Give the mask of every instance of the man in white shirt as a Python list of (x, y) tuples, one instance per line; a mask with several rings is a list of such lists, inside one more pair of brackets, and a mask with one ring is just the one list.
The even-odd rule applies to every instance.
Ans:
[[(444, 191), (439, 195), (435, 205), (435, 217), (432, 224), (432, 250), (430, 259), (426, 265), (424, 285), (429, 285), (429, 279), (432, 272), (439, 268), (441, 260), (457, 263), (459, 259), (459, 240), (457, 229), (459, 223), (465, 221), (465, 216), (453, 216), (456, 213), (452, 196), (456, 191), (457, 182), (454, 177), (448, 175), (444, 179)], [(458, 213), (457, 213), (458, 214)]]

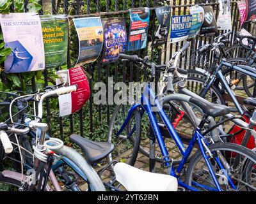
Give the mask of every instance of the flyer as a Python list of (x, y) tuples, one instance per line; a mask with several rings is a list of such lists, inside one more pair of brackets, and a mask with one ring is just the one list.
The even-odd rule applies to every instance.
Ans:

____________

What is being asked » Rewrite every row above, putting "nonzero winding rule" wherever "even-odd rule" appears and leaving all other text the same. Omit the pictures from your answer.

Answer in full »
Give the mask of every instance of the man in white shirt as a Python list of (x, y) tuples, one instance per line; a mask with several rings is a list of such lists, inside one more pair of brackets, and a mask with one ring is just the one list.
The nonzero winding rule applies to every instance.
Ans:
[[(444, 191), (439, 195), (435, 205), (435, 217), (432, 224), (432, 250), (430, 259), (426, 265), (424, 285), (429, 285), (429, 279), (432, 272), (439, 268), (441, 260), (457, 263), (459, 259), (459, 240), (457, 229), (459, 223), (465, 221), (465, 216), (453, 216), (456, 213), (452, 196), (456, 191), (457, 182), (454, 177), (448, 175), (444, 179)], [(458, 213), (457, 213), (458, 214)]]

Give the mask of every instance of the flyer as a Python list of (x, y) tuples, one instance per line; a mask with several rings is a list of such lists, inside one more pair of brackets, and a mask with one ring is just the one list.
The nonzero winding rule applies to every instance.
Ans:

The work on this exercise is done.